**Document text:**
Caleb's portion of the game is more of an adventure game, as you uncover all sorts of information pertaining to this research as you try and take your leave from the facility. Madeleine's portion of the game is where all of the puzzles come into play. Well, all five of them. Shockingly, none of them are even especially challenging, with obvious solutions telegraphed by the game. To be fair, they are actually kind of fun – especially one where the goal is to get all of the synapses of several artificial brains firing – but they never really push your mind to truly work. And simply put, there are not enough of them. For a puzzle game, we were really looking for more, er, puzzles.

Possibly the biggest problem with the game though is just how it looks. If you've seen footage of the PC version of The Assembly before, you'd know that it looks pretty good. Not incredible mind you, but still pretty good. This is not the case with the PSVR version. Some of the textures look nice here and there, and the character animations are impressively fluid, but overall the game looks like it's about two or three console generations behind. This game in particular feels like a much greater step backwards in visual quality than many of the other VR experiences that we've seen. In fact, the graphics are so poor at times, that it can cause some VR sickness.

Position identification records
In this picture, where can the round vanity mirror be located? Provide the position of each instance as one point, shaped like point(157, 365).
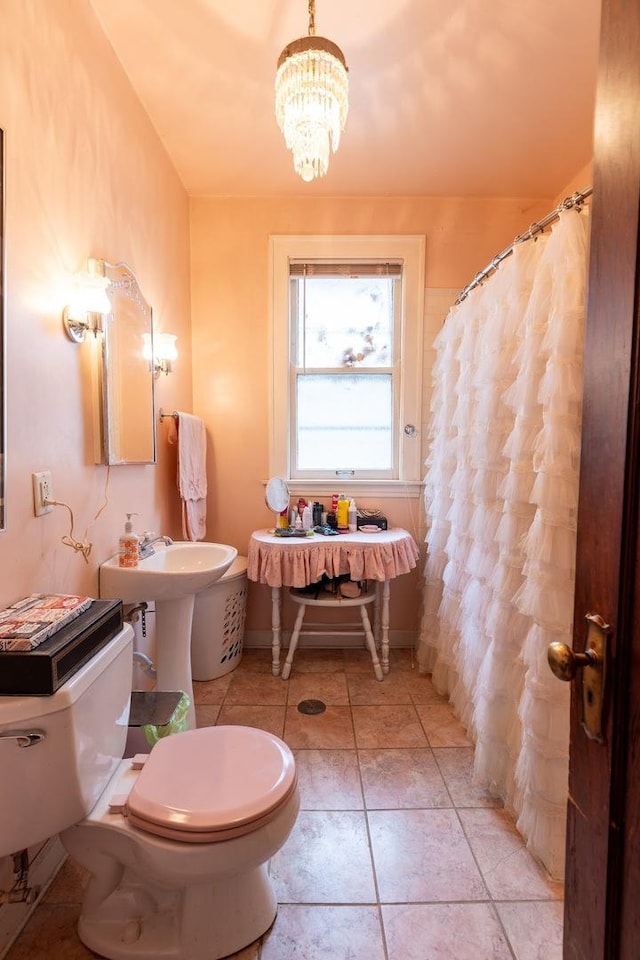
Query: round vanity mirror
point(277, 494)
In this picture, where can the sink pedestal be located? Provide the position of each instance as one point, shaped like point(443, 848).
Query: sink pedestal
point(173, 646)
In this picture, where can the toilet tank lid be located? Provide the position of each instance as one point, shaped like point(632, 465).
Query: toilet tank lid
point(27, 709)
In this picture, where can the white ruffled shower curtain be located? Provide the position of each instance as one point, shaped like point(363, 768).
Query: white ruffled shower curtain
point(501, 502)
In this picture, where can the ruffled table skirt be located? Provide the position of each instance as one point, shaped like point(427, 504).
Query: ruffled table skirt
point(296, 562)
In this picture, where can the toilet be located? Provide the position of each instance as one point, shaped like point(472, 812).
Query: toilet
point(177, 843)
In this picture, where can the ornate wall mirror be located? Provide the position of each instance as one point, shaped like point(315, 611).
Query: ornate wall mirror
point(3, 406)
point(127, 396)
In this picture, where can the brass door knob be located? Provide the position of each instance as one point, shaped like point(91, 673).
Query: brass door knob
point(565, 662)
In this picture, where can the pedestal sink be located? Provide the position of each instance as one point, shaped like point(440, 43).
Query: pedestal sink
point(170, 577)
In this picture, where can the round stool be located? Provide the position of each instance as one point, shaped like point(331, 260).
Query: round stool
point(305, 600)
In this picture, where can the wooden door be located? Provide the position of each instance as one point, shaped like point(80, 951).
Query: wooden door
point(602, 915)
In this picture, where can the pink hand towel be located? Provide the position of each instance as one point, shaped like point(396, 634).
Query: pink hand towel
point(192, 473)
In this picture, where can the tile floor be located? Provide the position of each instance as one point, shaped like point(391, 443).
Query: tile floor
point(395, 854)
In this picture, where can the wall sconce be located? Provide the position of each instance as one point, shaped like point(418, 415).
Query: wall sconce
point(89, 302)
point(164, 352)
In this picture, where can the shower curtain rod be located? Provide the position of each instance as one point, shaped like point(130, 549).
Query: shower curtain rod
point(575, 200)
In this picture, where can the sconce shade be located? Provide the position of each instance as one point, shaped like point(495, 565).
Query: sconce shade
point(312, 100)
point(164, 352)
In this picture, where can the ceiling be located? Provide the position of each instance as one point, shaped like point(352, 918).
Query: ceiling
point(447, 97)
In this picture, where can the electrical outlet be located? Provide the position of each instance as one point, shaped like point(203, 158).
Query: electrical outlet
point(42, 491)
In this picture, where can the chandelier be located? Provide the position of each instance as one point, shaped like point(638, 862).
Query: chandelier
point(312, 99)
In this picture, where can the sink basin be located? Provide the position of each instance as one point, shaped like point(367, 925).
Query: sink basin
point(171, 577)
point(179, 570)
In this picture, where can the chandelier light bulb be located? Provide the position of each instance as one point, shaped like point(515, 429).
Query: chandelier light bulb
point(312, 100)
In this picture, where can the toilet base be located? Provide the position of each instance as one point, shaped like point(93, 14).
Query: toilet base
point(143, 922)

**Actions to take:**
[a] In the review of The Assembly, write out the passage from "Possibly the biggest" up to and including "some VR sickness.", swapping "PSVR" for "PlayStation VR".
[b] Translate this sentence from the review of The Assembly into Spanish: "Madeleine's portion of the game is where all of the puzzles come into play."

**Problem solutions:**
[a]
Possibly the biggest problem with the game though is just how it looks. If you've seen footage of the PC version of The Assembly before, you'd know that it looks pretty good. Not incredible mind you, but still pretty good. This is not the case with the PlayStation VR version. Some of the textures look nice here and there, and the character animations are impressively fluid, but overall the game looks like it's about two or three console generations behind. This game in particular feels like a much greater step backwards in visual quality than many of the other VR experiences that we've seen. In fact, the graphics are so poor at times, that it can cause some VR sickness.

[b] La parte del juego de Madeleine es donde entran en juego todos los rompecabezas.